Consegne.
• a. Rispondi a queste domande sul brano:
(i) In che giorno è iniziata la seconda edizione di Performing Italy?
(ii) Chi sarà il protagonista dell'ultimo ritratto della seconda serie?
(iii) In che anno Margherita Laera leggeva la serie di testi di drammaturgia italiana?
• b. Riscrivi il passo del brano partendo da "I video della" e terminando con "curatrice del progetto.", mettendo "YouTube" al posto di "Vimeo".
• c. Secondo il brano, perché Margherita Laera concluse che esisteva un serio problema di visibilità e marginalizzazione? Rispondi in una, due o tre frasi.

──────── Brano

È iniziata il 4 maggio la seconda edizione di Performing Italy, ciclo di video ritratti di artisti dal background migratorio nel teatro contemporaneo italiano.
I video della prima edizione, grazie ai quali abbiamo potuto approfondire i percorsi artistici e umani di Shi Yan Shi, Bintou Ouattara, Marcella Serli, Alberto Lasso, Miriam Selima Fieno, Abdoullaye Ba, Thaiz Bozano, sono approdati su Rai5 e adesso visibili anche su Raiplay.
Il prossimo 15 giugno uscirà sul canale Vimeo dell’Istituto Italiano di Cultura di Londra (che commissiona il progetto) l’ultimo ritratto di questa seconda serie: protagonista sarà Rabii Brahim attore diplomato all’ISAD (Institut Supérieur d’Art Dramatique de Tunis) dal 2020 fondatore e co-direttore del centro d’arte decoloniale Milano Mediterranea.
Ho rivolto qualche domanda a Margherita Laera, Senior Lecturer in Drama and Theatre alla University of Kent e curatrice del progetto.
Simone Pacini: Margherita, è significativo che un istituto che si occupa di italiani all’estero commissioni un progetto su artisti dal background migratorio che vivono e lavorano in Italia. Da dove nasce l’idea?
Margherita Laera: Nel 2018 leggevo una serie di testi di drammaturgia italiana e notai una caratteristica in comune: includevano tutti dei personaggi di etnie non bianche, ma erano scritti da scrittor3 bianch3. La rappresentazione dell’’altr3’ sembrava un tema ricorrente nel teatro italiano, ma sempre mediata dalla visione inevitabilmente un po’ stereotipata di chi ha una posizione privilegiata. Allora mi sono messa a ricercare il teatro fatto, scritto o diretto da quest3 ‘altr3’ – l3 scrittor3, l3 regist3, l3 attor3 afro-italian3, o di origine asiatica, araba, latinoamericana, indigena, eccetera. Ho chiesto a tantissim3 amich3 e collegh3 di indicarmi nomi, ma in pochi mi hanno saputo aiutare, tra cui Tiziana Bergamaschi di Teatro Utile e Oliviero Ponte di Pino. Poi ho conosciuto Carla Peirolero e Alberto Lasso del Suq Festival di Genova, che su questo argomento sono all’avanguardia in Italia. Poi mi sono resa conto che questa mia difficoltà a trovare teatrant3 con background migratorio in Italia – fossero di prima, seconda o terza generazione – evidenziava un serio problema di visibilità e marginalizzazione. Il teatro, in questo senso, è molto più indietro del cinema, della TV, della letteratura, della musica e dello sport in Italia. A quel tempo poi mi aveva contattato la mia ex-collega Katia Pizzi, nuova direttrice dell’Istituto di Cultura Italiana a Londra, per chiedermi di proporre progetti di promozione della cultura teatrale italiana nel Regno Unito. Allora ho proposto a Carla, Alberto, Oliviero e Katia di creare insieme una serie di interviste per conoscere meglio le storie e il punto di vista dei ‘nuovi italiani’ che fanno mestieri teatrali. L’idea è piaciuta a tutti e ci siamo messi subito al lavoro.

────────────────
──────── Materiale fornito

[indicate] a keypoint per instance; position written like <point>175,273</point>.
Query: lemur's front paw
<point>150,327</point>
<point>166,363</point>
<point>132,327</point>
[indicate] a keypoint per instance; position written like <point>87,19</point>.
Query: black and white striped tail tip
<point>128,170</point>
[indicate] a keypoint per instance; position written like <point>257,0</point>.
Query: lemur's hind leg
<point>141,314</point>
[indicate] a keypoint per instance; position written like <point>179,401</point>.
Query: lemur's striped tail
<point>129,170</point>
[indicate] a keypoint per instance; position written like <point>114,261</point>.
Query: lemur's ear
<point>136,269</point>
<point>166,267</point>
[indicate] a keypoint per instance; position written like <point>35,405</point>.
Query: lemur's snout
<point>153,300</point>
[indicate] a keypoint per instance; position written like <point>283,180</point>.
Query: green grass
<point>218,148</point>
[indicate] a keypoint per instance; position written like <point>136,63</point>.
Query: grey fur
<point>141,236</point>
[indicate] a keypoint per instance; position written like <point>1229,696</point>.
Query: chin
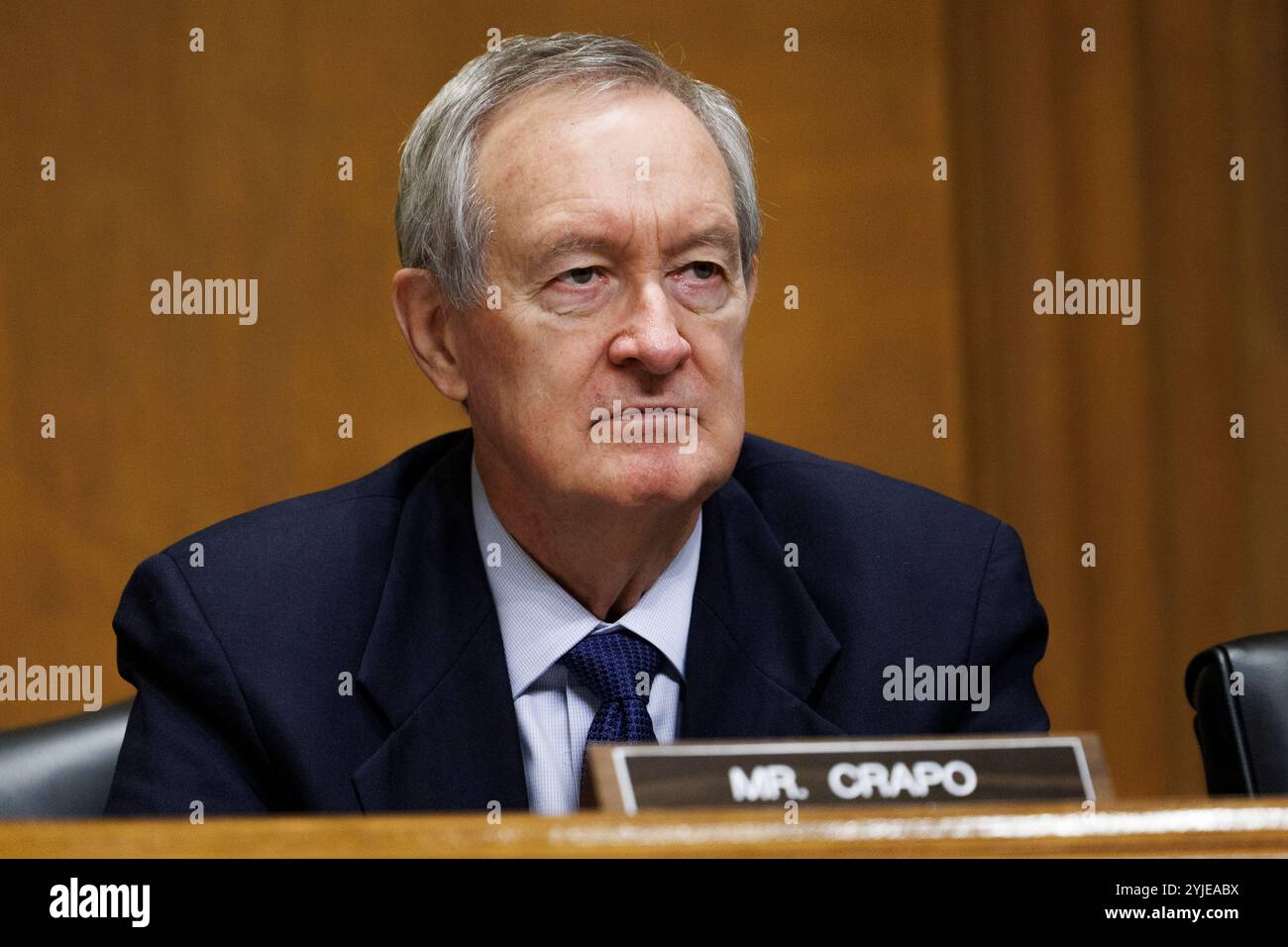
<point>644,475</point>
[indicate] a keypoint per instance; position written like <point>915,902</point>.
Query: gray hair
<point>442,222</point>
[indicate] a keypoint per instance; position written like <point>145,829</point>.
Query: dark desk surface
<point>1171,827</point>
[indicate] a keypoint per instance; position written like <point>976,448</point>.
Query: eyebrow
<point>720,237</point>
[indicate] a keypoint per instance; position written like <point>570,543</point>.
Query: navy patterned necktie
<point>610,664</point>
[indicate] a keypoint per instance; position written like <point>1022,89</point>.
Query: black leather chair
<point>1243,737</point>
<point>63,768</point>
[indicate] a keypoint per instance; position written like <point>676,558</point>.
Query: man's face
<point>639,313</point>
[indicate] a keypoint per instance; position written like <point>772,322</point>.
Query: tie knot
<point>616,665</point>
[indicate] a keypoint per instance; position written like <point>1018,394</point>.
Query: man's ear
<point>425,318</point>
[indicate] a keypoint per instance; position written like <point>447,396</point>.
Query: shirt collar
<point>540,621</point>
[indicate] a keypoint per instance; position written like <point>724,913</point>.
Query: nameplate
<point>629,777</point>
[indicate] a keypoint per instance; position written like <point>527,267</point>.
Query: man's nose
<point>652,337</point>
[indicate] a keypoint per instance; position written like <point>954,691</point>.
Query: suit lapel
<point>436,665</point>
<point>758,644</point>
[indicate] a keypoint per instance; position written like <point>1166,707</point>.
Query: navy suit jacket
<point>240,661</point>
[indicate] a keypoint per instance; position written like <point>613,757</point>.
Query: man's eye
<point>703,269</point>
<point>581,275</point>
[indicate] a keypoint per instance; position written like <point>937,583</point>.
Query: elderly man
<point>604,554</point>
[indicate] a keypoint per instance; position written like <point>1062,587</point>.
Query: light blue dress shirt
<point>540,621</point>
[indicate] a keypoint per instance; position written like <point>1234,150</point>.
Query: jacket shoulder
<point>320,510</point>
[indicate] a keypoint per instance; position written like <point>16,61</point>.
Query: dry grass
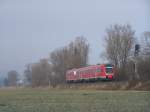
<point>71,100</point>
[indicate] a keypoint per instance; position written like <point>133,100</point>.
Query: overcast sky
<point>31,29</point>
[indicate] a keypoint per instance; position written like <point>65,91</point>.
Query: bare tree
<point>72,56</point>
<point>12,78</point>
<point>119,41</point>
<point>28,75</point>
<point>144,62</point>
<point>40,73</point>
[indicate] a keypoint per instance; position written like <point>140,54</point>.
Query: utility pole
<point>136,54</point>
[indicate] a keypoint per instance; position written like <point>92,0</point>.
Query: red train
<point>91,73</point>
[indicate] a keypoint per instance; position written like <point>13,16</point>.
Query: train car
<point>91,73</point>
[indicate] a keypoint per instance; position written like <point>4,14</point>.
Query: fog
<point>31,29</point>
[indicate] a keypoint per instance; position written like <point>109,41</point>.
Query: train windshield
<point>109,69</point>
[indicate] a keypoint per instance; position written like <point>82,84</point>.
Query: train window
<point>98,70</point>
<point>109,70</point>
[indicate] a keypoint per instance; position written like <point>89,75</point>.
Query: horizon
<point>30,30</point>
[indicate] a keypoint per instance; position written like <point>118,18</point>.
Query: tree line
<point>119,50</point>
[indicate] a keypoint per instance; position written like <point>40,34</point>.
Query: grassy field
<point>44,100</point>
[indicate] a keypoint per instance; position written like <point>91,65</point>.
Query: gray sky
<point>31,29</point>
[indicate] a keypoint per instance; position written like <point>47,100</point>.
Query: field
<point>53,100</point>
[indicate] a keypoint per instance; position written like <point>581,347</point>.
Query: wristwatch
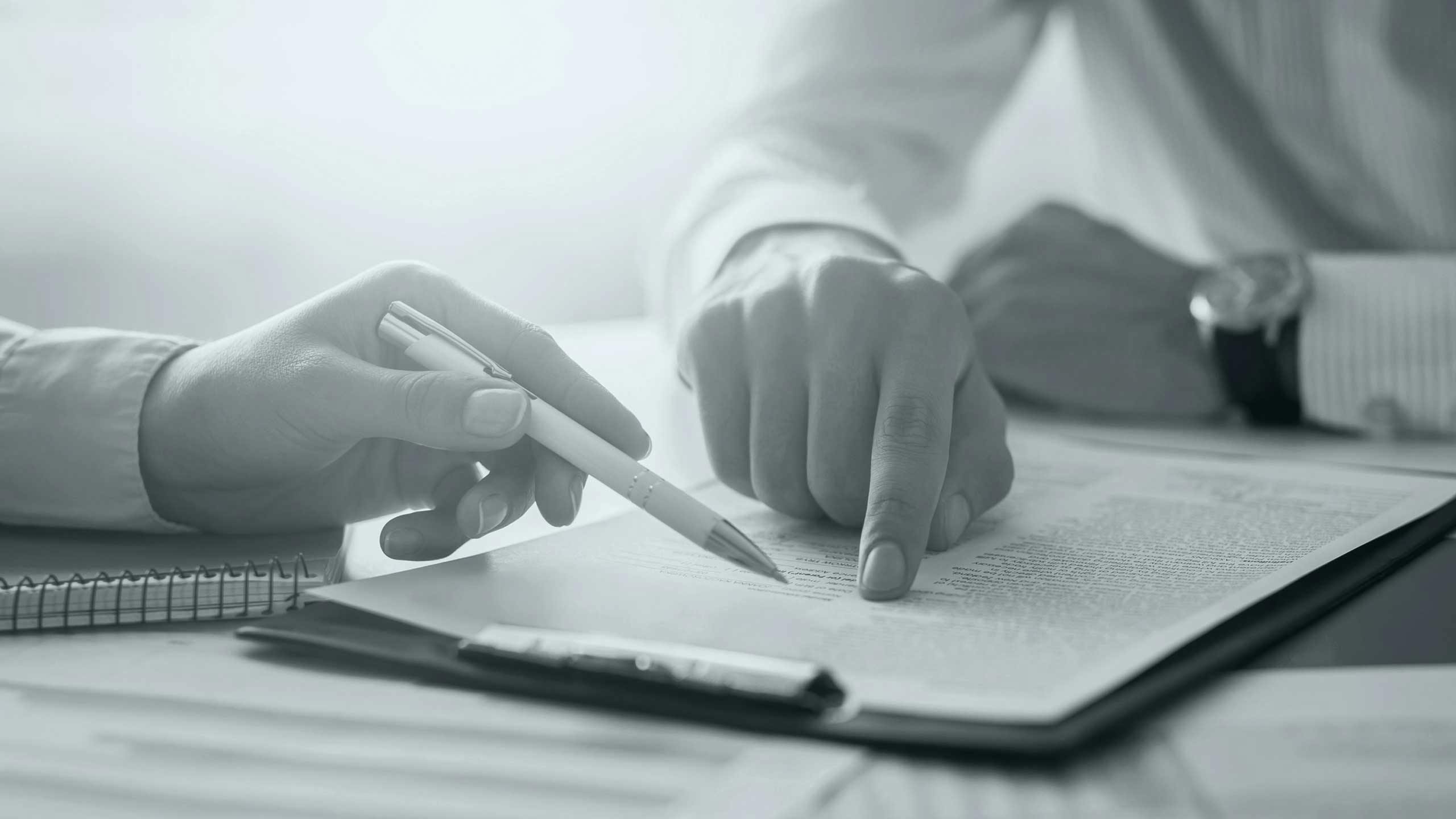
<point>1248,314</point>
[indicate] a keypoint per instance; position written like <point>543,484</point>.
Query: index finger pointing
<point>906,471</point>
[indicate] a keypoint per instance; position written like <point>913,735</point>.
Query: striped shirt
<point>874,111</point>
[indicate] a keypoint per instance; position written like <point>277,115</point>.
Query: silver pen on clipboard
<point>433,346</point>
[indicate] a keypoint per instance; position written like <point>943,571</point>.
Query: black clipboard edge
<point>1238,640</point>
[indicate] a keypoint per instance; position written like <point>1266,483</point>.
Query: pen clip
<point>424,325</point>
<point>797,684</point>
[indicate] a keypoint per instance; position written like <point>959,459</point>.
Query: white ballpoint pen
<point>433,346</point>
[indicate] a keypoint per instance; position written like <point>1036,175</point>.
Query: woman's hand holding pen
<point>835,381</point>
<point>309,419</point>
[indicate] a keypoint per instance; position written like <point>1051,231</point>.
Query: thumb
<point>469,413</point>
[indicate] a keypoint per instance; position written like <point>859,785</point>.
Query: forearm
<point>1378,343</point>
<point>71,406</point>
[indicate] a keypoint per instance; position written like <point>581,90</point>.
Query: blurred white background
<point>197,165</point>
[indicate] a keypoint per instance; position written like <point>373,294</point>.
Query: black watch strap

────────────────
──────── Materiale fornito

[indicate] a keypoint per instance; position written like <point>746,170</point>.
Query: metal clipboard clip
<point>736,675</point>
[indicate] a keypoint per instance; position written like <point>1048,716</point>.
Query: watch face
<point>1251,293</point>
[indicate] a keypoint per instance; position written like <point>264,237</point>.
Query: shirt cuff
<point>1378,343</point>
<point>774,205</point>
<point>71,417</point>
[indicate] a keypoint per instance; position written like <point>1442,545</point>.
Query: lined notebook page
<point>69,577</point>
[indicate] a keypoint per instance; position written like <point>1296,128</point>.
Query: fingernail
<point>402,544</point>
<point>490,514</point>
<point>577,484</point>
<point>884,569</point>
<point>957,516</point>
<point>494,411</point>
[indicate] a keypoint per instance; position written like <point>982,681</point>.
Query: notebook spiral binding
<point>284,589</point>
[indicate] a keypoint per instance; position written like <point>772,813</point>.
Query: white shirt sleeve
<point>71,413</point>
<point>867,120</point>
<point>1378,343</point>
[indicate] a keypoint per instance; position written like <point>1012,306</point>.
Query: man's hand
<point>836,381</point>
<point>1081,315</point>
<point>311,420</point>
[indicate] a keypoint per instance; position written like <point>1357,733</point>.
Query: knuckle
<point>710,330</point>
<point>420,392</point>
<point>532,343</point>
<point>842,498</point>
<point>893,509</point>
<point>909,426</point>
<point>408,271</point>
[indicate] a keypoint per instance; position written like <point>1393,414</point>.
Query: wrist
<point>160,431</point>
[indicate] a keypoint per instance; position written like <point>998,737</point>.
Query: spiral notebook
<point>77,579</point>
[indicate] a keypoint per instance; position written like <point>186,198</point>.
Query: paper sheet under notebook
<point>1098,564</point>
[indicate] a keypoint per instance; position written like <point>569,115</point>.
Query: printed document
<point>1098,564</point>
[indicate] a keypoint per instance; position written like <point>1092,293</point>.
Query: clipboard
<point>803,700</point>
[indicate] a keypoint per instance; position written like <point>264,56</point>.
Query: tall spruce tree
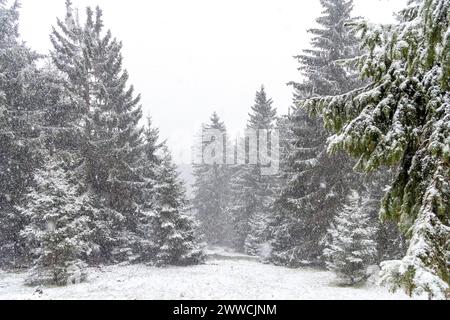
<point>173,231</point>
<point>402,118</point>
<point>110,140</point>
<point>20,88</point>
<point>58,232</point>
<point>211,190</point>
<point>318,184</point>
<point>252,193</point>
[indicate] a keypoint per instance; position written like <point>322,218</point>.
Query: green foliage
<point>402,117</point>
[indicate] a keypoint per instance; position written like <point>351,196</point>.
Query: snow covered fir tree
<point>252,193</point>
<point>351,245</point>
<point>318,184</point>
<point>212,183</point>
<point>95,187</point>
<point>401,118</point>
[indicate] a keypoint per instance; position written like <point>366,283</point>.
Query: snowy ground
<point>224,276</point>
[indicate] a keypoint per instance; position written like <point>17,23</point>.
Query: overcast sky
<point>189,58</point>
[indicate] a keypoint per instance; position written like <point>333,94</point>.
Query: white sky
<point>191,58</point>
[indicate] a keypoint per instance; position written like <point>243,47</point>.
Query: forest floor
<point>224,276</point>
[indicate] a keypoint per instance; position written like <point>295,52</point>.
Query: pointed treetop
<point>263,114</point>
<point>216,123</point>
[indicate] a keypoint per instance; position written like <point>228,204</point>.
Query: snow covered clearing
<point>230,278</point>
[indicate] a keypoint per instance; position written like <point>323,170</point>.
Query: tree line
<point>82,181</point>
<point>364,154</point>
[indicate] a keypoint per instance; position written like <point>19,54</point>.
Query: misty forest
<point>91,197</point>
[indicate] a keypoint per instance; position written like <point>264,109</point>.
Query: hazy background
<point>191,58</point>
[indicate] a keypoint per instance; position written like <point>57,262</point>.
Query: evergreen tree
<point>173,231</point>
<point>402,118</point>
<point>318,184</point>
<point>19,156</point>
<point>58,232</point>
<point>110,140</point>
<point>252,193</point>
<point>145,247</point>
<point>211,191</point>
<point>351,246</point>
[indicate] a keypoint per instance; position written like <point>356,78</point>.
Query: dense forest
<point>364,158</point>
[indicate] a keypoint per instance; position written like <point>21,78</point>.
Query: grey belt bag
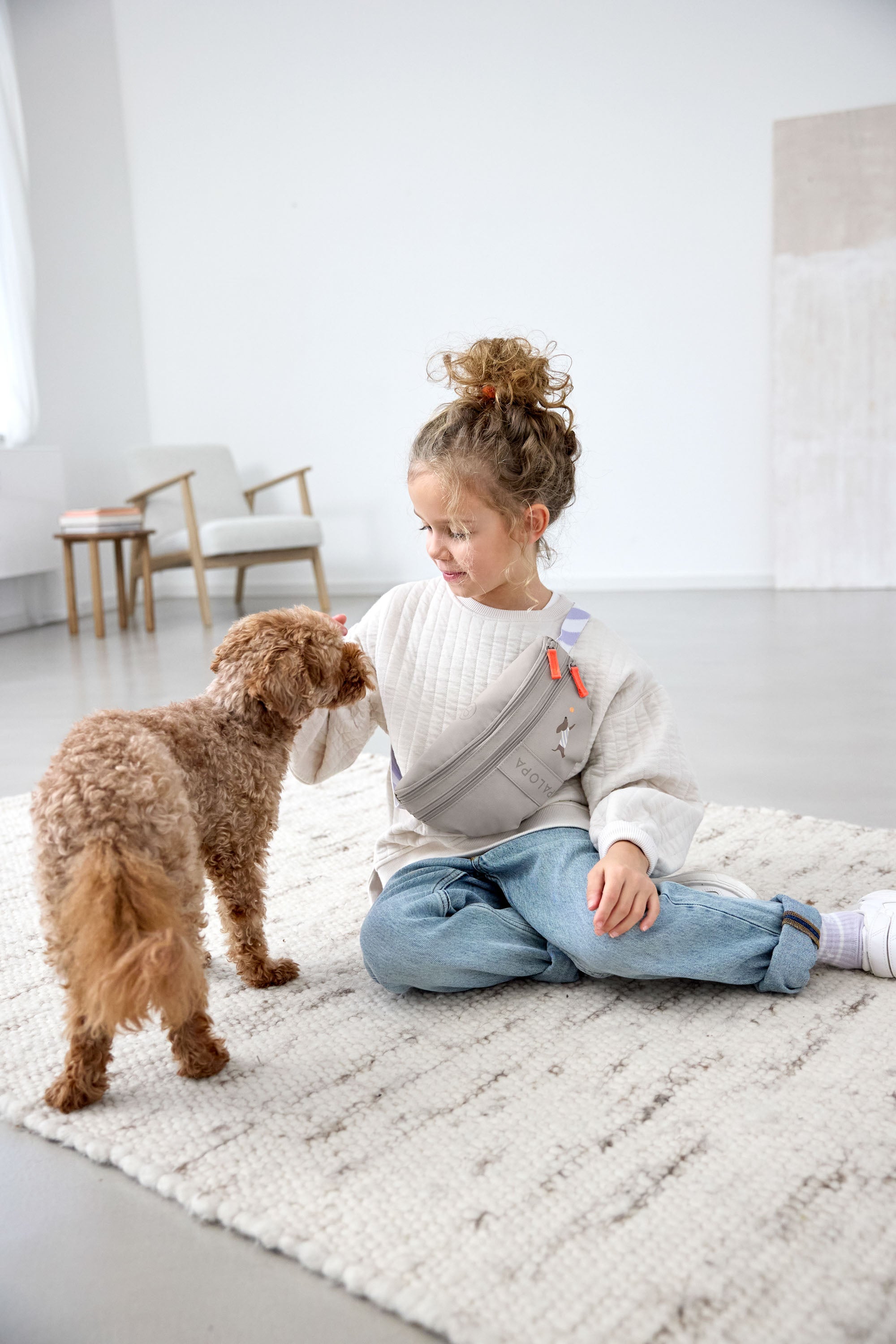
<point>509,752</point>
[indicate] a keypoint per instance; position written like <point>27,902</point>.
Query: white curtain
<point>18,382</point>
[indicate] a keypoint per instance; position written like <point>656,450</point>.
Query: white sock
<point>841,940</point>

────────────────
──────── Materiale fornito

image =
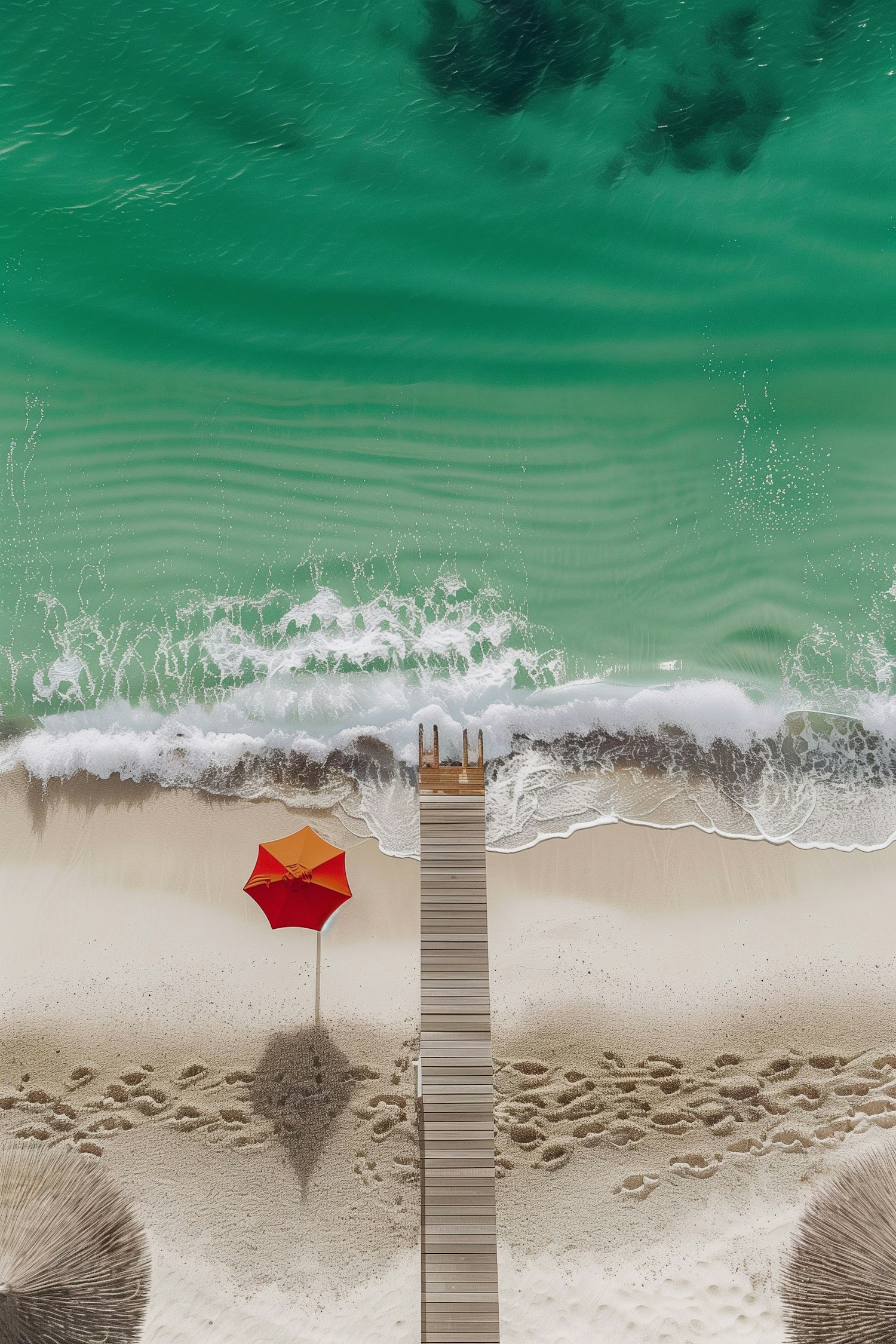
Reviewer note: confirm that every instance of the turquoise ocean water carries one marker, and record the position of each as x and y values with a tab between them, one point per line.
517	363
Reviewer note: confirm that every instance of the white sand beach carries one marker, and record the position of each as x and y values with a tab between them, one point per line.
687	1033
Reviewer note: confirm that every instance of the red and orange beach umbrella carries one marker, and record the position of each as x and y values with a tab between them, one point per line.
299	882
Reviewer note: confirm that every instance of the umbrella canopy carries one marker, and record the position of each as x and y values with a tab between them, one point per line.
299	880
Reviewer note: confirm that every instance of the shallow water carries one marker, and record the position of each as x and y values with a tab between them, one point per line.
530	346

────────────────

Soluzioni.
• a.
(i) Il 4 maggio.
(ii) Rabii Brahim.
(iii) Nel 2018.

• b.
I video della prima edizione, grazie ai quali abbiamo potuto approfondire i percorsi artistici e umani di Shi Yan Shi, Bintou Ouattara, Marcella Serli, Alberto Lasso, Miriam Selima Fieno, Abdoullaye Ba, Thaiz Bozano, sono approdati su Rai5 e adesso visibili anche su Raiplay.
Il prossimo 15 giugno uscirà sul canale YouTube dell’Istituto Italiano di Cultura di Londra (che commissiona il progetto) l’ultimo ritratto di questa seconda serie: protagonista sarà Rabii Brahim attore diplomato all’ISAD (Institut Supérieur d’Art Dramatique de Tunis) dal 2020 fondatore e co-direttore del centro d’arte decoloniale Milano Mediterranea.
Ho rivolto qualche domanda a Margherita Laera, Senior Lecturer in Drama and Theatre alla University of Kent e curatrice del progetto.

• c. Lo concluse per la difficoltà che aveva incontrato nel trovare in Italia teatranti con background migratorio, di prima, seconda o terza generazione. Aveva chiesto nomi a moltissimi amici e colleghi, ma in pochi avevano saputo aiutarla.